(Voci tratte da un dataset di puntamento)
- - - - - - -
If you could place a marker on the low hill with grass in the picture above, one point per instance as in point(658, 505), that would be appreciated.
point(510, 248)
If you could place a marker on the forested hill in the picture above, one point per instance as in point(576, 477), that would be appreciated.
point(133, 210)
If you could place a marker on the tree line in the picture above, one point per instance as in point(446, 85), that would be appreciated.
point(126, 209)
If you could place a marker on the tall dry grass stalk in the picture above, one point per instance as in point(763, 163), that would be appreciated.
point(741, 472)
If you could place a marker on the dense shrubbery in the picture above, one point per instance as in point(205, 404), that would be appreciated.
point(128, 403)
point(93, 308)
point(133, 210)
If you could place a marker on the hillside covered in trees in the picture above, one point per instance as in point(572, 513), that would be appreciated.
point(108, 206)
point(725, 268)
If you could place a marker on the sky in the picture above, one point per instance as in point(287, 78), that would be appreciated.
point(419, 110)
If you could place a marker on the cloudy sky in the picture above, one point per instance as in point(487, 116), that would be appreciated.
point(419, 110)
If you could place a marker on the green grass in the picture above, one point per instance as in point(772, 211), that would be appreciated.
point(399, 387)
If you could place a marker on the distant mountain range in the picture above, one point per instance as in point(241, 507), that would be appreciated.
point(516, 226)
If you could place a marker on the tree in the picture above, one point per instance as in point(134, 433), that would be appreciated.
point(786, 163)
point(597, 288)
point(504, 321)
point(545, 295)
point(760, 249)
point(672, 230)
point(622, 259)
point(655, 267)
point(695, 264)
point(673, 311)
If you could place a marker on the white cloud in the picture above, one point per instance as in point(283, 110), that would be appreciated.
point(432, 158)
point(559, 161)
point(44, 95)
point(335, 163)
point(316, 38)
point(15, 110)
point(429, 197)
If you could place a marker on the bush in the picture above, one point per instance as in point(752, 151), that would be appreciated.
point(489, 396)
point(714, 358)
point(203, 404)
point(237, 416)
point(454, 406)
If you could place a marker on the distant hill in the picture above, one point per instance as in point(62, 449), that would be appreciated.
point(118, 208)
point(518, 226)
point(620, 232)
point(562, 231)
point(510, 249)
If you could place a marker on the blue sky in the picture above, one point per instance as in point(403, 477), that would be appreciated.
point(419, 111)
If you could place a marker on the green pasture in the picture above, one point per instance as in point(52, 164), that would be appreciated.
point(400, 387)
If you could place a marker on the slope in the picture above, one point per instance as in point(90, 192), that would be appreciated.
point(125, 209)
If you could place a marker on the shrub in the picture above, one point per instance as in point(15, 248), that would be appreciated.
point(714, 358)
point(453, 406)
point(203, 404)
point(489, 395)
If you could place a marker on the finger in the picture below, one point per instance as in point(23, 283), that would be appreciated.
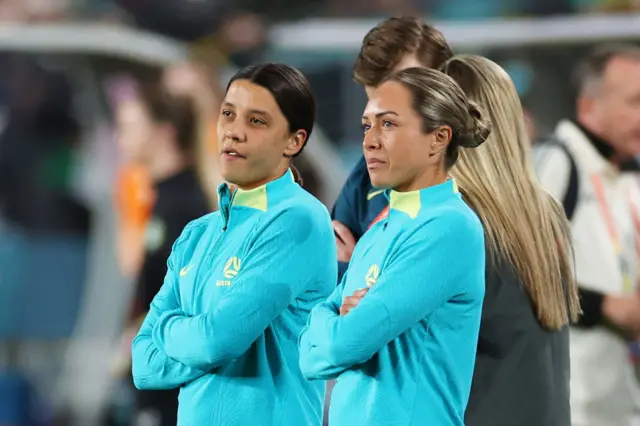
point(344, 233)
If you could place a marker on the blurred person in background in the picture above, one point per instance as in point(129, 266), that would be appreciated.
point(199, 81)
point(592, 162)
point(158, 132)
point(44, 233)
point(394, 44)
point(522, 366)
point(224, 325)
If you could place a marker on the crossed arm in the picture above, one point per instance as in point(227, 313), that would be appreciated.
point(152, 369)
point(419, 278)
point(269, 281)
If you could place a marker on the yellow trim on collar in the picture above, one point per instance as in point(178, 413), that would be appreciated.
point(254, 198)
point(407, 202)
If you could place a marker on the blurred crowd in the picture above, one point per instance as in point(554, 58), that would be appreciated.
point(85, 157)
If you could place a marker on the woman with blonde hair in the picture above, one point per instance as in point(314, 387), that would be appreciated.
point(522, 367)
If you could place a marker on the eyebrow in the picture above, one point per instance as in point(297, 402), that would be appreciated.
point(381, 114)
point(251, 111)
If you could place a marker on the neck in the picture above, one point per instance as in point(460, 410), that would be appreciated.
point(279, 172)
point(430, 177)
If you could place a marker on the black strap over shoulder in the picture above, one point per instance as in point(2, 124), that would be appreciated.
point(570, 199)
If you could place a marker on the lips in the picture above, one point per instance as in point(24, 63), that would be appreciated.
point(232, 153)
point(373, 163)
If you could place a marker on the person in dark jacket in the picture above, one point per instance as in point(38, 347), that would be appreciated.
point(158, 131)
point(522, 366)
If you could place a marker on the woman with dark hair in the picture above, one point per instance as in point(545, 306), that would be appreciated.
point(224, 325)
point(400, 332)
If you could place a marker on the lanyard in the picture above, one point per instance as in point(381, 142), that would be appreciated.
point(598, 186)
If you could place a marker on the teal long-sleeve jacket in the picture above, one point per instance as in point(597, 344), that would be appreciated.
point(238, 291)
point(405, 354)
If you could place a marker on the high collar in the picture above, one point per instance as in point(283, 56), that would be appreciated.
point(412, 202)
point(258, 198)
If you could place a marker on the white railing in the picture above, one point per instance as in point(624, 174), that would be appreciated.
point(318, 35)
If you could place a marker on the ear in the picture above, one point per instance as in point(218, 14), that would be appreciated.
point(441, 138)
point(586, 107)
point(296, 143)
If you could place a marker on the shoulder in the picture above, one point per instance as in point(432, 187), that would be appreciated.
point(454, 218)
point(196, 228)
point(300, 213)
point(452, 225)
point(358, 180)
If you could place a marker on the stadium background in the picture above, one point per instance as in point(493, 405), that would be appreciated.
point(63, 300)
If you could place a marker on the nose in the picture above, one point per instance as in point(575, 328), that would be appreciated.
point(235, 133)
point(371, 140)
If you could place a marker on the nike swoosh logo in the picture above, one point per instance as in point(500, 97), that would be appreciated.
point(373, 194)
point(184, 271)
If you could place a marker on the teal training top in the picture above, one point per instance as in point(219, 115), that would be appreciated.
point(238, 291)
point(405, 354)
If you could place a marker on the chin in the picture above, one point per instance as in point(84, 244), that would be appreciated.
point(379, 183)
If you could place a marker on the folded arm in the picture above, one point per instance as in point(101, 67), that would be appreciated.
point(290, 255)
point(312, 362)
point(152, 369)
point(419, 278)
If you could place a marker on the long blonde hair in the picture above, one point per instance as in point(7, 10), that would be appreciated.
point(523, 224)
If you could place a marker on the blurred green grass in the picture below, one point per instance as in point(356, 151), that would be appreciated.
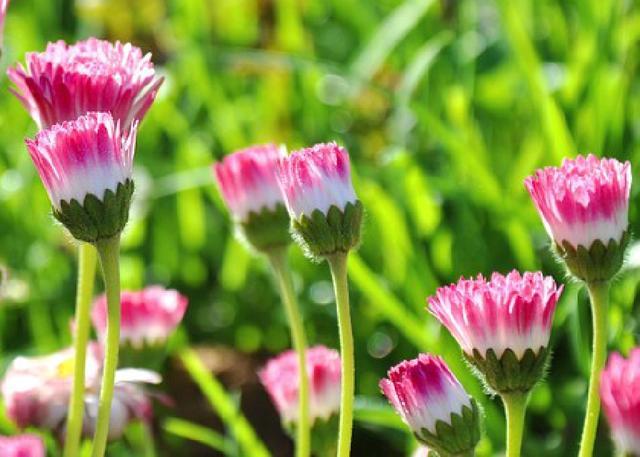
point(445, 107)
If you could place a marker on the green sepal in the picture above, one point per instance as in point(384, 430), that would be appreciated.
point(459, 437)
point(508, 374)
point(323, 435)
point(599, 262)
point(267, 229)
point(322, 235)
point(97, 219)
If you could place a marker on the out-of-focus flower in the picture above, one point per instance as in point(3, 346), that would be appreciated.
point(4, 4)
point(149, 316)
point(67, 81)
point(319, 195)
point(21, 446)
point(248, 184)
point(584, 206)
point(280, 379)
point(86, 166)
point(425, 392)
point(620, 393)
point(36, 392)
point(505, 320)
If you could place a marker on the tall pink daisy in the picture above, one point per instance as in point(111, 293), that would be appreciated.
point(620, 393)
point(507, 316)
point(86, 167)
point(67, 81)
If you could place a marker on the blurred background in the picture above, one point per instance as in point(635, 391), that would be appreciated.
point(445, 106)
- - - - - - -
Lavoro da svolgere: Ricopia tutti i record qui sopra, riga per riga e senza alcuna modifica, ma senza le immagini.

Risposta completa:
If you could place a marker on the low hill with grass in the picture above, one point per instance as in point(658, 505), that would be appreciated.
point(510, 248)
If you could place a marker on the forested hill in the picture above, one point per instance as in point(576, 477), that would be appreciated.
point(133, 210)
If you could place a marker on the tree line in the picture above, one point per instance as in point(446, 85), that would be appreciated.
point(126, 209)
If you could place a marker on the tall dry grass stalk in the picture above, one point per instance as in point(763, 163), that would be appreciated.
point(741, 472)
If you could place a marker on the dense shrubbery in the picture above, one point per instance as in point(205, 404), that would be appreciated.
point(128, 403)
point(93, 308)
point(133, 210)
If you could place a marker on the hillside covered in trees in the picture above, one point per instance as in point(572, 513), that would be appreciated.
point(108, 206)
point(725, 268)
If you could place a marker on the sky in the picture above, one point per instance as in point(287, 78), that would be appreciated.
point(419, 110)
If you could place a marker on the cloudy sky in the picture above, one point per instance as in point(487, 116), that would be appreciated.
point(419, 110)
If you could place a marker on the green grass in the picture above, one point per instance as in point(772, 211), that would be appreciated.
point(399, 387)
If you could place a marker on the distant mountain range in the picture above, one point per instance as in point(241, 507), that would be appreciated.
point(516, 226)
If you could place a marker on the tree in the picture above, one point per instance as in point(134, 433), that would be appreciated.
point(786, 163)
point(597, 288)
point(504, 321)
point(545, 295)
point(760, 249)
point(672, 230)
point(622, 259)
point(655, 267)
point(695, 264)
point(673, 311)
If you could place a marker on the white cloud in the picture above, one point per instance as in point(283, 110), that would be appreciated.
point(432, 158)
point(559, 161)
point(44, 95)
point(335, 163)
point(316, 38)
point(15, 110)
point(429, 197)
If you could place a marker on the bush in the picture above, one point per instance as in point(752, 151), that would be appreciated.
point(489, 396)
point(714, 358)
point(203, 404)
point(237, 416)
point(454, 406)
If you could place a marker on the distant hill in the picture above, one point per instance as in point(62, 449), that would be appreciated.
point(118, 208)
point(518, 226)
point(620, 232)
point(562, 231)
point(510, 249)
If you could place a marker on the blue sky in the picture above, one point per instance as in point(403, 477), that would be appreciated.
point(419, 111)
If you could place a marker on the green pasture in the picture above, one point per instance as in point(52, 164), that would be appreciated.
point(400, 387)
If you could place a marker on the slope in the picture above, one point per instance as in point(90, 192), that would be appreciated.
point(125, 209)
If you could place a marker on the shrub in the picture above, one point per instance as in point(15, 248), that would be appreciated.
point(714, 358)
point(453, 406)
point(203, 404)
point(489, 395)
If you could place a marker on the finger in the picture below, one point per instance as in point(23, 283), that would be appreciated.
point(344, 233)
If you could place a marker on the blurred person in background in the picture above, one point per instance as in point(129, 266), that would be appreciated.
point(199, 81)
point(592, 162)
point(158, 132)
point(44, 233)
point(394, 44)
point(522, 366)
point(224, 325)
If you could place a marker on the crossed arm in the picture above, one point per instance as in point(227, 313), that would be appreciated.
point(152, 369)
point(419, 278)
point(269, 281)
If you could place a marker on the yellow trim on collar in the picture above, one point per instance as in point(178, 413), that would be appreciated.
point(254, 198)
point(407, 202)
If you could place a marker on the blurred crowd in the picture above, one point per instance as in point(554, 58), that would be appreciated.
point(85, 157)
If you could place a marker on the woman with blonde hair in the picture above, one point per instance as in point(314, 387), that would be appreciated.
point(522, 367)
If you could place a marker on the eyebrow in the picture above, one point per instance as in point(297, 402), that would be appreciated.
point(381, 114)
point(251, 111)
If you could place a marker on the neck in the picture above, one point per instance as in point(460, 410), that would be appreciated.
point(279, 172)
point(430, 177)
If you could place a marker on the black strap over shoulder in the picture above, one point per instance as in point(2, 124), that would be appreciated.
point(570, 199)
If you could place a marker on the lips in the picture above, one point per instance as in point(24, 63), that would be appreciated.
point(232, 153)
point(373, 163)
If you could place a marker on the person in dark jacket in the picture above, one point per instance as in point(38, 347), that would be appreciated.
point(158, 131)
point(522, 366)
If you could place a marker on the woman with dark hair in the picture above, one point per instance as in point(545, 306), that would be appreciated.
point(224, 325)
point(400, 332)
If you could place a marker on the lanyard in the picture above, one point per instance as in point(381, 142), that would be appreciated.
point(598, 186)
If you could place a marker on the teal long-sleeve jacket in the picture above, one point per instance as in point(597, 344), that would be appreciated.
point(238, 291)
point(405, 354)
If you could place a marker on the high collar in the picture above, one point per instance as in point(283, 56), that would be appreciated.
point(412, 202)
point(258, 198)
If you could place a marker on the white railing in the picture above, one point per instance as in point(624, 174), that would be appreciated.
point(318, 35)
If you could place a marker on the ear in the picture above, one point per instance as in point(218, 14), that would be appreciated.
point(441, 138)
point(586, 107)
point(296, 143)
If you could place a marker on the shoulder in the picture above, one point per instance as in point(432, 187), that would be appreciated.
point(454, 218)
point(196, 228)
point(300, 213)
point(452, 225)
point(358, 180)
If you could place a marker on the stadium background in the picture above, one point per instance as in point(493, 405), that would be appreciated.
point(63, 300)
If you could place a marker on the nose in the picture above, one point per instance as in point(575, 328), that would be appreciated.
point(235, 133)
point(371, 140)
If you could place a marker on the nike swoosh logo in the picture above, one point per instance as in point(500, 97), that would be appreciated.
point(373, 194)
point(184, 271)
If you could place a marker on the teal training top in the picture above, one point per instance as in point(219, 115), that would be appreciated.
point(238, 291)
point(405, 354)
If you could place a marker on the chin in the picture above, one point per instance as in point(84, 244), that would be appreciated.
point(379, 183)
If you could place a marker on the folded arm in the picture above, one point per instance as in point(101, 67), that would be appreciated.
point(290, 255)
point(312, 362)
point(152, 369)
point(419, 278)
If you could place a marker on the long blonde hair in the picture above, one point per instance as in point(7, 10), that would be appreciated.
point(523, 224)
If you could place a marker on the blurred green grass in the picture below, one point per instance as in point(356, 151), that would be appreciated.
point(445, 107)
If you could place a marker on the green sepal in the picture above, one point per instance as in point(384, 430), that would be appreciated.
point(459, 437)
point(508, 374)
point(323, 435)
point(599, 262)
point(267, 229)
point(322, 235)
point(97, 219)
If you could place a marker on the out-of-focus flower in the picture above, one point per instance as in point(3, 346), that would be appreciated.
point(4, 4)
point(149, 316)
point(67, 81)
point(319, 195)
point(21, 446)
point(248, 184)
point(584, 206)
point(280, 379)
point(86, 166)
point(425, 392)
point(620, 393)
point(36, 392)
point(505, 320)
If you could place a marker on the tall pink daisy in the picture above, one point per instance as in point(111, 293), that would be appreciated.
point(620, 393)
point(507, 316)
point(86, 167)
point(67, 81)
If you could place a marker on the blurred background in the picture above, one point per instance as in point(635, 391), that would be appreciated.
point(445, 106)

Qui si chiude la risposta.